• WORK TO BE COMPLETED: For the records below, give the number of lines in which "shirt" appears, and add nothing else.

• RECORDS PROVIDED:

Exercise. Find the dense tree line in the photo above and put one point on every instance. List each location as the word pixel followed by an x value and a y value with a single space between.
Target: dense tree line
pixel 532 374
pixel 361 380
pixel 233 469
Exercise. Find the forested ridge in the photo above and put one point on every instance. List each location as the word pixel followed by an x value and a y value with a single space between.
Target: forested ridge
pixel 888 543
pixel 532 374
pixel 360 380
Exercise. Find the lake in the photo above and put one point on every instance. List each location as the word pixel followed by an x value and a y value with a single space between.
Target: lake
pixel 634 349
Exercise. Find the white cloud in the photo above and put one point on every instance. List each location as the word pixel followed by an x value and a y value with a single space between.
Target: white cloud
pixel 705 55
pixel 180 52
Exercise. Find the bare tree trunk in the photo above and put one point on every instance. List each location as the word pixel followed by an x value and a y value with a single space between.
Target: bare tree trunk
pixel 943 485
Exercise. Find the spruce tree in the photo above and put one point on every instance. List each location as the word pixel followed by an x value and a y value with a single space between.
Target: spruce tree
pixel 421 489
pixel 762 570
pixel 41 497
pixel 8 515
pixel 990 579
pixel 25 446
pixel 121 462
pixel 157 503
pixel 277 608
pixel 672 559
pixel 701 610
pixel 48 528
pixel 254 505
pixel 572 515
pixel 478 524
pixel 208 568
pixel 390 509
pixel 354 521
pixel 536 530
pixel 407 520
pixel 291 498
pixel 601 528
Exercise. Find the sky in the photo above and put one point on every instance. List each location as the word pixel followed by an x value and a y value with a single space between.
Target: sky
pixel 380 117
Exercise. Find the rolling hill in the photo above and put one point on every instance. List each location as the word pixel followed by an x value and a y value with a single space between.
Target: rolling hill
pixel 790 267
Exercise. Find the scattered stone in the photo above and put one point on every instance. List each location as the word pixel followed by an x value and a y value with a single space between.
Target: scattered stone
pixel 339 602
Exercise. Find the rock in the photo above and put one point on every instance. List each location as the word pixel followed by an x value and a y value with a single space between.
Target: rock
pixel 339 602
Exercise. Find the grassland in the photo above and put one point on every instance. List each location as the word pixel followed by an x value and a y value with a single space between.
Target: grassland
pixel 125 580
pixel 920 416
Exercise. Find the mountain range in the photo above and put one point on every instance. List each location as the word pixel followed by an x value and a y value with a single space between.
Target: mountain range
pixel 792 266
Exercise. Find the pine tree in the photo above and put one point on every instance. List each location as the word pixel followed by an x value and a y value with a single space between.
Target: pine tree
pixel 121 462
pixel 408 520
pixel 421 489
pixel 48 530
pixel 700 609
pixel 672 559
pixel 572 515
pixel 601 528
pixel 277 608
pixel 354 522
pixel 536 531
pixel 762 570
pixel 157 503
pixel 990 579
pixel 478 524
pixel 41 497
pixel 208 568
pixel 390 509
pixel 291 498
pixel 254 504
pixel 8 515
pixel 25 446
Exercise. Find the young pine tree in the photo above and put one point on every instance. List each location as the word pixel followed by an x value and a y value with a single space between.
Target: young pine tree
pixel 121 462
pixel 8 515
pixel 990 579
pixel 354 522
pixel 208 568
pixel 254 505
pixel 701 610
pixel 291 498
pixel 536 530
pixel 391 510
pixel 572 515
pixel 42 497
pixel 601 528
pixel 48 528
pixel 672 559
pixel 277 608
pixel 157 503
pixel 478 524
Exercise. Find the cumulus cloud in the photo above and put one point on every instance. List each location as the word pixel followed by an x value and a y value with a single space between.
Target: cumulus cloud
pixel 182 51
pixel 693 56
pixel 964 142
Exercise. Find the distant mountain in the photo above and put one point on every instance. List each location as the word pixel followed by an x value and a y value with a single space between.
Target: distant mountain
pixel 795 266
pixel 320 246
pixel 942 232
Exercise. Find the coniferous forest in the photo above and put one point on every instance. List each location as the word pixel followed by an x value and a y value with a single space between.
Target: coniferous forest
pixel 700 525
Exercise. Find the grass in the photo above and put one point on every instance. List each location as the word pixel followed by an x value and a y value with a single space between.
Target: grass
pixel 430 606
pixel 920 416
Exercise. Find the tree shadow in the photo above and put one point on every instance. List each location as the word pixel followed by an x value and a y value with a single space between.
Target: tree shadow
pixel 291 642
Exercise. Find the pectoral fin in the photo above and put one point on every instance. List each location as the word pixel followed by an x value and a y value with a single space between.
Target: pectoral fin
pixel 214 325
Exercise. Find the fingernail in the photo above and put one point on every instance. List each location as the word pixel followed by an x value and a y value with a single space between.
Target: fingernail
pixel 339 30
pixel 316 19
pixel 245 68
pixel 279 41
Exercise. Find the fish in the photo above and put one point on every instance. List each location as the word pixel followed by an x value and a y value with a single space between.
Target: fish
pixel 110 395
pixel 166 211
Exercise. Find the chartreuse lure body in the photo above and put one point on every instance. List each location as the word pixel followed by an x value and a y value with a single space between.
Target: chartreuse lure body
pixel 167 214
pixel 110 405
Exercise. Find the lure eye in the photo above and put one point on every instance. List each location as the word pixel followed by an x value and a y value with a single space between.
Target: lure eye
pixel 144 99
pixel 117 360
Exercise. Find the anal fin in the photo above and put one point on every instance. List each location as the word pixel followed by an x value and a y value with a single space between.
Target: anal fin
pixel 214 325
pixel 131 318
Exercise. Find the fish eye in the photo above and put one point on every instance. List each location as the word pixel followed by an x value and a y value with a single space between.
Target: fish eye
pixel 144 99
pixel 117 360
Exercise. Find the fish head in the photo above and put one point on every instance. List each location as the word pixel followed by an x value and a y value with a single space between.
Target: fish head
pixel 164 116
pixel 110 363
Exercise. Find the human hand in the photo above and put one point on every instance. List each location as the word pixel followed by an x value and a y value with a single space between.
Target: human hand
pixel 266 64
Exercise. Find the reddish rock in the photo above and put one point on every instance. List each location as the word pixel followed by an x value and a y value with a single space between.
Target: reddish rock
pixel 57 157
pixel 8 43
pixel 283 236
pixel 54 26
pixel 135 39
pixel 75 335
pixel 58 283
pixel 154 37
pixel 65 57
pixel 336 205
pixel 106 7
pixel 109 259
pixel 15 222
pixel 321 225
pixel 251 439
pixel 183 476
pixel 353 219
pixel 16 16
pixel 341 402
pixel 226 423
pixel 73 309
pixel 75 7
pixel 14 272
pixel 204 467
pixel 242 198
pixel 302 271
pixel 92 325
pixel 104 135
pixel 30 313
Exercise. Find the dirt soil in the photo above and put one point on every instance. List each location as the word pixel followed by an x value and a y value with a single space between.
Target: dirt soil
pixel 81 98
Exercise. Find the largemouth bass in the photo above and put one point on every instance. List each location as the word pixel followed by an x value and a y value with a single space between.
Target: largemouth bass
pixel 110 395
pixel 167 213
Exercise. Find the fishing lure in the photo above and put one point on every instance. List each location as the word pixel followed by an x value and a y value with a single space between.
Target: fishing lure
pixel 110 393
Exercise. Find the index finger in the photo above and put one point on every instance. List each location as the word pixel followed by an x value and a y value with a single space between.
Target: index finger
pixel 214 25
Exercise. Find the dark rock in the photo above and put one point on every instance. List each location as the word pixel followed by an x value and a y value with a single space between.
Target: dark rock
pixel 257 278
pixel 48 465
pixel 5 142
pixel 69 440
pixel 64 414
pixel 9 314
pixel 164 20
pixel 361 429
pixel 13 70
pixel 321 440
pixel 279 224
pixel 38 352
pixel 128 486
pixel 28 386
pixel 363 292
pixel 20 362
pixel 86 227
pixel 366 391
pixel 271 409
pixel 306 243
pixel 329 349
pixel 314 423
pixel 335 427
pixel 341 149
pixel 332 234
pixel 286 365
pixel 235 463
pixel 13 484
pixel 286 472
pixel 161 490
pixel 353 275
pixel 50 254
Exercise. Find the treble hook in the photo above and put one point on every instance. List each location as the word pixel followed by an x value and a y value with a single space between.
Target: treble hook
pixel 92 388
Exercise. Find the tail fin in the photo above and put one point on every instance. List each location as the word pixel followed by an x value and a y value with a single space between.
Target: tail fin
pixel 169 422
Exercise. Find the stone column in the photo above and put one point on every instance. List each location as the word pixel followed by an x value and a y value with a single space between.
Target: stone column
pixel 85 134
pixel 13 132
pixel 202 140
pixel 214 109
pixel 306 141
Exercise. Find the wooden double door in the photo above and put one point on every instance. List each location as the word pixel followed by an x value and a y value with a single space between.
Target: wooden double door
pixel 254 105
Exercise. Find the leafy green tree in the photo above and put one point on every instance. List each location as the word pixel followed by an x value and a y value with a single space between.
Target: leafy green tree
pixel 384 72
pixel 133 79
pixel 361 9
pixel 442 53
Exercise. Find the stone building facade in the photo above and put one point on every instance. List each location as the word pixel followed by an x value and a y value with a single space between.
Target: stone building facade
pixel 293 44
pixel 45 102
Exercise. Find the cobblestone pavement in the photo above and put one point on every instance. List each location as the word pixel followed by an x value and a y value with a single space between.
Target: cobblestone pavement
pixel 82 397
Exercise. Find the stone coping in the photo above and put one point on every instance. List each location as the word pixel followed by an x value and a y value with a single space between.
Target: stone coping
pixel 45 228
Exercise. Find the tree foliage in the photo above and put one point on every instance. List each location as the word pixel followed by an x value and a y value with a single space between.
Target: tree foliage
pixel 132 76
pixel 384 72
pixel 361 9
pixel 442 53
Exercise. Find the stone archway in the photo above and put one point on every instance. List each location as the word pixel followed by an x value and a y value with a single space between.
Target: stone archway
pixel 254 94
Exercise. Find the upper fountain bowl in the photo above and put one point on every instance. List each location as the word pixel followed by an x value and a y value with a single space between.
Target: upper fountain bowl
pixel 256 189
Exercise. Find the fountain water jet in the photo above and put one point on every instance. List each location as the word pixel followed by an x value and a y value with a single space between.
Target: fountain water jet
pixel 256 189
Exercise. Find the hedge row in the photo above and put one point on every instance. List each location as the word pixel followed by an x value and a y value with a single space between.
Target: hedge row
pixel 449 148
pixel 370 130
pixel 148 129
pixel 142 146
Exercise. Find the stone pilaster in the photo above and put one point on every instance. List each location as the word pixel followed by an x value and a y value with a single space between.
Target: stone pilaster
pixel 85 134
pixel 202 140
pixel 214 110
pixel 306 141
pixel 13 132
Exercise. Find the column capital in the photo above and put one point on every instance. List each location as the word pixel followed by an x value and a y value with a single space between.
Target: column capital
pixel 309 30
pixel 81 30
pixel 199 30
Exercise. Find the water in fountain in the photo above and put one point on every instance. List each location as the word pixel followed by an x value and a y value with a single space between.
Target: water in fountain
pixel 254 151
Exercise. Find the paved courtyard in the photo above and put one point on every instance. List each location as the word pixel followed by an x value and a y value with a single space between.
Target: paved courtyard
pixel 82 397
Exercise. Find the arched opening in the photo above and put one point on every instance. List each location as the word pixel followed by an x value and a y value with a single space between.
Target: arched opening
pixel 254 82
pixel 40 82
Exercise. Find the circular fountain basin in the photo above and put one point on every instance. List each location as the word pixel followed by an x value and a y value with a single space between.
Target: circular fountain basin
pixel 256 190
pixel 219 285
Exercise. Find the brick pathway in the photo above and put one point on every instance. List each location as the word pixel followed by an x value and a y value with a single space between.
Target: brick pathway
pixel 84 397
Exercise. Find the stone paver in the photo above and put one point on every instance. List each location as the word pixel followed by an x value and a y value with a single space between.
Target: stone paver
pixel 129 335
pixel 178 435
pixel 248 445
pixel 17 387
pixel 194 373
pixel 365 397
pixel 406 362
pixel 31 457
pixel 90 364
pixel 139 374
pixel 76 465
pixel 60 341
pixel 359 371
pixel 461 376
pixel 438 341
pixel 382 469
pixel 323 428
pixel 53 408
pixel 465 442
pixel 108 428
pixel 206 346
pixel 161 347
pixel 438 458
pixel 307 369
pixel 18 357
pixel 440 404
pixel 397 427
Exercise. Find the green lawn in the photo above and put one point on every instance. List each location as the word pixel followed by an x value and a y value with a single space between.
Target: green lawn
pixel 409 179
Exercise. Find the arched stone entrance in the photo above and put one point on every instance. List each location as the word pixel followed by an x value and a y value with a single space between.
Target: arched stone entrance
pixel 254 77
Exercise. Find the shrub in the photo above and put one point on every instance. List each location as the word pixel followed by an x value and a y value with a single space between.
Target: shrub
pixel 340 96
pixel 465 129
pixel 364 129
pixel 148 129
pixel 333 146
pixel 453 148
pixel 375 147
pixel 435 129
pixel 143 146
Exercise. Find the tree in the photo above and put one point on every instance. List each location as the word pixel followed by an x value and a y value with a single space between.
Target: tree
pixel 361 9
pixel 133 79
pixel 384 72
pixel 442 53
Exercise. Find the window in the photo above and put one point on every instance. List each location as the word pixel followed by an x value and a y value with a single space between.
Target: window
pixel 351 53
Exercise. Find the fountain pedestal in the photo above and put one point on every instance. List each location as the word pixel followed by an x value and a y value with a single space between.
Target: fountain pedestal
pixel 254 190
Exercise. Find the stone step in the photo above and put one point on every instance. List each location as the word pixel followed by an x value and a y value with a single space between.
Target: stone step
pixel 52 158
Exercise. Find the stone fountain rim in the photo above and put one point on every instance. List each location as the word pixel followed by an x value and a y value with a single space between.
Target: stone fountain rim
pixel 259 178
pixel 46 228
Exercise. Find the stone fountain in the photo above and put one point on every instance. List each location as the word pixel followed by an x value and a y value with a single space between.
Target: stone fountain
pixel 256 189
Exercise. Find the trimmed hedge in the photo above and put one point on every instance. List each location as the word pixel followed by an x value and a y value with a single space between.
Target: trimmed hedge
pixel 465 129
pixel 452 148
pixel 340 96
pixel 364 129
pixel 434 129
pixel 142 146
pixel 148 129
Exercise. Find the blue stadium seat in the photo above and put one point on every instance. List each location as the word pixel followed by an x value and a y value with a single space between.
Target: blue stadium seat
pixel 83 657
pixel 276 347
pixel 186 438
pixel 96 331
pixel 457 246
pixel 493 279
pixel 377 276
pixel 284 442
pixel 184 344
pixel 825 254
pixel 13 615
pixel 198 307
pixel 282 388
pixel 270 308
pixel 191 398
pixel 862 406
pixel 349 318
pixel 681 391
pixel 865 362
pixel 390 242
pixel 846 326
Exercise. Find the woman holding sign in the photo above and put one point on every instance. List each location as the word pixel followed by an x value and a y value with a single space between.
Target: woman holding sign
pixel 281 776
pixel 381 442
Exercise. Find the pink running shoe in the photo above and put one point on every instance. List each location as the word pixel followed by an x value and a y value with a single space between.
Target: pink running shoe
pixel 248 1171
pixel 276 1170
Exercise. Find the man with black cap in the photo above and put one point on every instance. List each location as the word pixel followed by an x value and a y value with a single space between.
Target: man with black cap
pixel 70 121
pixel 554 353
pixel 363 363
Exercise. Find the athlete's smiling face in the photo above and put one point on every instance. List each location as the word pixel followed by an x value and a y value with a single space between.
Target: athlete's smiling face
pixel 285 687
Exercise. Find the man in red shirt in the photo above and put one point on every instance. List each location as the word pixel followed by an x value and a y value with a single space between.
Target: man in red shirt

• EXERCISE SOLUTION: 2